Instructions to follow:
Reproduce the records below with "ceiling light" swapped for "overhead lamp", changing nothing else.

___ Data

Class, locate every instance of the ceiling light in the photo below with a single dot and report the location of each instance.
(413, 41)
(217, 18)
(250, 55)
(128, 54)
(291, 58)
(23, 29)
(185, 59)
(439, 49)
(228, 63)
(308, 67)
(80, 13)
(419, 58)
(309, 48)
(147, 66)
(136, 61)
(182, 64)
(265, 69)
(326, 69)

______

Solution to the problem:
Class, locate every instance of the overhead lamp in the photo below with a single dot and report the location of each instance.
(413, 41)
(217, 18)
(250, 55)
(128, 54)
(291, 58)
(23, 29)
(185, 59)
(439, 49)
(228, 63)
(308, 67)
(80, 13)
(419, 58)
(309, 48)
(147, 66)
(136, 61)
(182, 64)
(265, 69)
(326, 69)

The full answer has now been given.